WHAT IS BEING ASKED:
Write out all the data again, exactly as it stands.

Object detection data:
^^^^^^^^
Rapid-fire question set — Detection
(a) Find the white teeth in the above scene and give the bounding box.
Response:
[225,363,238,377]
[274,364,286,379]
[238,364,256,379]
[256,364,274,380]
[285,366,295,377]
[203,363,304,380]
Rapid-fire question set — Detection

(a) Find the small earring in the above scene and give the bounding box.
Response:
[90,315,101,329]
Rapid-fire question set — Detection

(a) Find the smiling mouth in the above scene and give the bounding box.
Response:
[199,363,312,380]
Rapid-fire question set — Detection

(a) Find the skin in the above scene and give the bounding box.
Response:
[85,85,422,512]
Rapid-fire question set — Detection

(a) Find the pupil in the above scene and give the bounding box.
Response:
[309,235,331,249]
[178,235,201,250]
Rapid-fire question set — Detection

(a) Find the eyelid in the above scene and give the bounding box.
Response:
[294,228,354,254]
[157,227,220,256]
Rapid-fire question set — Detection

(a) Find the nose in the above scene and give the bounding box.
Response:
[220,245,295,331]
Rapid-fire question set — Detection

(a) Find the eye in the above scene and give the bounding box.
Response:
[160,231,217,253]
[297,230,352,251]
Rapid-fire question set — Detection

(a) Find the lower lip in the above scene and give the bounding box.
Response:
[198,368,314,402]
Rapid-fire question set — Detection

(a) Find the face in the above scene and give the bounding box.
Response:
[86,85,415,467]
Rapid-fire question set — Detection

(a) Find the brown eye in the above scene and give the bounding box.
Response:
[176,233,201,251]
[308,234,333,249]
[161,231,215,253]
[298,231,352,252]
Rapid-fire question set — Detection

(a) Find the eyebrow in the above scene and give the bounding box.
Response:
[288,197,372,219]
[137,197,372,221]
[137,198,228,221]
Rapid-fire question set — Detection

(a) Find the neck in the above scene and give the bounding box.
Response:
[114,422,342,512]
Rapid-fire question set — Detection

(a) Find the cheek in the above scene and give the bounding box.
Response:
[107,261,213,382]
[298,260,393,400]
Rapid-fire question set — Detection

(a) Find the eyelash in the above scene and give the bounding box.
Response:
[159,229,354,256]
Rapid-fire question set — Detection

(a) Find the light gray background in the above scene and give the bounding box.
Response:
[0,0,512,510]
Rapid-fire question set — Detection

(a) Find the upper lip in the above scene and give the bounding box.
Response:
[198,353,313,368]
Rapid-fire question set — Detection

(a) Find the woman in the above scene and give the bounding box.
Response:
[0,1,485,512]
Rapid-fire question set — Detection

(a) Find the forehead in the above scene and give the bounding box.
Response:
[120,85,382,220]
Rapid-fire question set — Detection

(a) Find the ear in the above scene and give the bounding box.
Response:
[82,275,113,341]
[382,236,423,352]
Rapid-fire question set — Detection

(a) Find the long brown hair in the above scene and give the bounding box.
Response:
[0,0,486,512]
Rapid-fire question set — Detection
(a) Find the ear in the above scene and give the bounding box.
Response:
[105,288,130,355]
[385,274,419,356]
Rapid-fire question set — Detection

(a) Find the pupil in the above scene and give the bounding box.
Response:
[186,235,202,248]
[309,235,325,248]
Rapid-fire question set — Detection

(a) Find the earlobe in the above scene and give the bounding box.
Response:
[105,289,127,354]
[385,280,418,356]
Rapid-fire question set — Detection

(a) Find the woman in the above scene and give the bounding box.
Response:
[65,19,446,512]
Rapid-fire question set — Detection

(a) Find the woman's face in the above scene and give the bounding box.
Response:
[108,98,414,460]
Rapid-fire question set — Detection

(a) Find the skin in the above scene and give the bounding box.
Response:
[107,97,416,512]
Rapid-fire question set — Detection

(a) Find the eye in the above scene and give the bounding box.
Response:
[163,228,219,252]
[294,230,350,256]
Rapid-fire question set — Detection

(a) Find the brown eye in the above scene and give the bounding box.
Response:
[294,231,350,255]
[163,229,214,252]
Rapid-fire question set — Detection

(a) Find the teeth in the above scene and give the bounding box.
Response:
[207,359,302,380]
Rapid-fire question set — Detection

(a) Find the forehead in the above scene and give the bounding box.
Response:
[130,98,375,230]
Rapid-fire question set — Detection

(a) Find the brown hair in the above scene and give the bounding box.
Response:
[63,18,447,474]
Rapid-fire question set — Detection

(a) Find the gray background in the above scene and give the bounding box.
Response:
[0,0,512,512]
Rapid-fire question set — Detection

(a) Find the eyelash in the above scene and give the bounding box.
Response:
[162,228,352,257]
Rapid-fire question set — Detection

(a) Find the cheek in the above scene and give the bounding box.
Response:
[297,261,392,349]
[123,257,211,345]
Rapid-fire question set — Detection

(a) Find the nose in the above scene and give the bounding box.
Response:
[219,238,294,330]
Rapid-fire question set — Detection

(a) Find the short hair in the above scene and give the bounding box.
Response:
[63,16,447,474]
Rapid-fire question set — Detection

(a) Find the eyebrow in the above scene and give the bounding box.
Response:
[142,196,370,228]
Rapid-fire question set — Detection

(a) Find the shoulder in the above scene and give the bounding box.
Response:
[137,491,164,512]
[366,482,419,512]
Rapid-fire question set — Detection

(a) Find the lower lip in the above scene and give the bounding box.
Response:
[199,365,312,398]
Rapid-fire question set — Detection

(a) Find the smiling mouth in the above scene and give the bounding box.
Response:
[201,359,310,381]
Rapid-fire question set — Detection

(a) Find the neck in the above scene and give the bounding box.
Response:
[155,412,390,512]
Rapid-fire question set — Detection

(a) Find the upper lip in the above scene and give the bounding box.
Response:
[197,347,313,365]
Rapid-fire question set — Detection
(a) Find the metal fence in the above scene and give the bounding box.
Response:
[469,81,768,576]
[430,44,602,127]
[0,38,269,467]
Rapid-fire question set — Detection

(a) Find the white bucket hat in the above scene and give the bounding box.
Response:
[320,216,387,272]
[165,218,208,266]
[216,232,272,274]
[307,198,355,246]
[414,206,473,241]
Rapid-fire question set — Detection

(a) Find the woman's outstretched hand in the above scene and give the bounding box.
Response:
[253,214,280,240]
^^^^^^^^
TASK SOLUTION:
Rapid-fire question set — Detection
(a) Find the white teeth in the above scene and give the bounding box.
Response:
[225,363,238,377]
[274,364,286,379]
[238,364,256,379]
[256,364,274,380]
[285,366,295,377]
[203,363,304,380]
Rapid-fire question set — Detection

(a) Find the small earring in the above scene and give the bounding box.
Response:
[90,315,101,329]
Rapid-fire question set — Detection

(a) Find the smiling mouth in the above scene and give the bounding box.
Response:
[199,363,312,380]
Rapid-fire question set — Detection

(a) Find the skin in the above scene and give the bounding box.
Response:
[85,85,422,512]
Rapid-fire question set — Detection

(a) Find the pupil in the above scene and give the bounding box.
Response:
[309,235,331,249]
[178,235,201,250]
Rapid-fire question set — Detection

(a) Find the eyelid in the above scene and give the bounding box.
Response:
[294,228,354,254]
[157,227,220,256]
Rapid-fire question set — Detection

(a) Find the nose in the above scene and give the bounding box.
Response:
[220,245,295,331]
Rapid-fire question set — Detection

(a) Find the eye in the above scene and give the bounding box.
Response:
[160,231,217,253]
[297,230,352,251]
Rapid-fire question set — Detection

(a) Find the lower lip in the above scene and give the bounding box.
Response:
[198,368,314,402]
Rapid-fire question set — Detection

(a) Find the face in the above scene and give the bounding box.
Response:
[86,85,415,467]
Rapid-fire question set — Detection

(a) Find the brown eye in the above scene and give the bounding box.
Response:
[176,233,201,251]
[308,234,333,249]
[161,231,215,253]
[298,231,352,252]
Rapid-fire question set — Detection

(a) Find the eyebrow in the above scene and give the bounding box.
Response:
[288,197,372,219]
[137,197,372,221]
[137,198,228,221]
Rapid-fire question set — Detection

(a) Find the neck in the above scene and give the bounding box.
Response:
[114,422,342,512]
Rapid-fire question set — Detection

(a) Find the cheek in the above scene and give the bounding box.
Response:
[107,261,213,382]
[298,260,393,400]
Rapid-fire question set — Detection

(a) Find the eyelash in the above scene and give the bounding box.
Response:
[159,229,354,256]
Rapid-fire question set — Detection

(a) Find the light gray background in the above scene and give the bounding box.
Response:
[0,0,512,510]
Rapid-fire question set — Detection

(a) Find the upper lip in the above scene and give the bounding box.
Response:
[198,353,313,368]
Rapid-fire question set — Detection

(a) Find the woman in the above scene and give the bounding box.
Response:
[0,1,485,512]
Rapid-fire question set — Detection

(a) Find the forehead in the above scene and give the bounding box.
Response:
[120,85,382,220]
Rapid-fire question set — Detection

(a) Find the ear in the above scene and give the bounding box.
Response:
[82,275,113,341]
[382,236,423,352]
Rapid-fire question set — Detection

(a) Find the long brown hair in the above scene and give the bounding box.
Response:
[0,0,486,512]
Rapid-fire question set — Detection
(a) Find the ear in the above scene and give the bounding box.
Response:
[105,288,130,355]
[385,274,419,356]
Rapid-fire question set — Detection

(a) Find the pupil in the above scene and give the bounding box.
Response:
[186,235,202,248]
[309,235,325,248]
Rapid-fire question set — Detection

(a) Find the earlobe in the above scene and give the bounding box.
Response:
[105,289,127,354]
[385,280,418,356]
Rapid-fire question set — Detection

(a) Find the woman in the above scene and give the bounding box.
Response:
[65,19,446,512]
Rapid-fire question set — Detection

(a) Find the woman's face in the above scene and give the bounding box.
Response:
[108,98,414,460]
Rapid-fire question set — Detection

(a) Find the skin in the above scene and give the bounding box.
Response:
[107,97,416,512]
Rapid-fire question set — Detection

(a) Find the eye in the above scene and give the bounding box.
Response:
[163,228,219,252]
[294,230,350,256]
Rapid-fire question set — Detection

(a) Find the brown eye in the above scene and give the bounding box.
Response:
[294,231,350,255]
[163,229,214,252]
Rapid-fire question set — Detection

(a) Find the teeth in the above scene and give the bounding box.
Response:
[207,359,302,380]
Rapid-fire question set — Detection

(a) Find the forehead in the above scene and give the bounding box.
Response:
[130,98,375,230]
Rapid-fire question set — Detection

(a) Find the brown hair in the above scene and give the bounding box.
Response:
[63,18,447,474]
Rapid-fire question set — Detection

(a) Find the gray background in the above scene and give the bounding box.
Response:
[0,0,512,512]
Rapid-fire question set — Detection

(a) Find the eyelash in the above scene and give the bounding box.
Response:
[162,228,352,257]
Rapid-fire question set — Detection

(a) Find the cheek in the above scene and give the bounding box.
Response:
[297,261,392,349]
[123,257,211,345]
Rapid-fire question set — Detection

(a) Find the nose in the above scene and give the bounding box.
Response:
[219,238,294,330]
Rapid-fire question set — Detection

(a) Find the short hair in the above scene and give the bounding box.
Response:
[63,16,447,474]
Rapid-fire question set — Detection

(a) Find the eyebrow in the above scene and give the bounding box.
Response:
[142,196,370,228]
Rapid-fire question set — Detection

(a) Find the shoulder in the above scene and give the bounding box.
Response:
[137,491,164,512]
[366,482,419,512]
Rapid-fire question set — Detection

(a) Find the lower lip in the above scene and give the bounding box.
Response:
[199,365,312,398]
Rapid-fire question set — Detection

(a) Find the smiling mouth in the above scene and give the bounding box.
Response:
[201,359,310,381]
Rapid-fire question set — Detection

(a) Find the neck in the above scene and give the bounding box.
Response:
[155,412,390,512]
Rapid-fire question set — Detection

(a) Find the upper lip in the above scene and give the bounding box.
Response:
[197,347,313,365]
Rapid-fire question set — Detection
(a) Find the metal fence in the above scene and give the bounding box.
Response:
[469,81,768,576]
[430,44,602,127]
[0,38,269,467]
Rapid-fire question set — Detection

(a) Find the white bucket hat in the above scene and give the bounding box.
Response:
[320,216,387,272]
[165,218,208,266]
[216,232,272,274]
[307,198,355,246]
[414,206,473,241]
Rapid-fire question set — Detection

(a) Find the woman's outstretched hand in the above scene and give the bounding box.
Response:
[253,214,280,240]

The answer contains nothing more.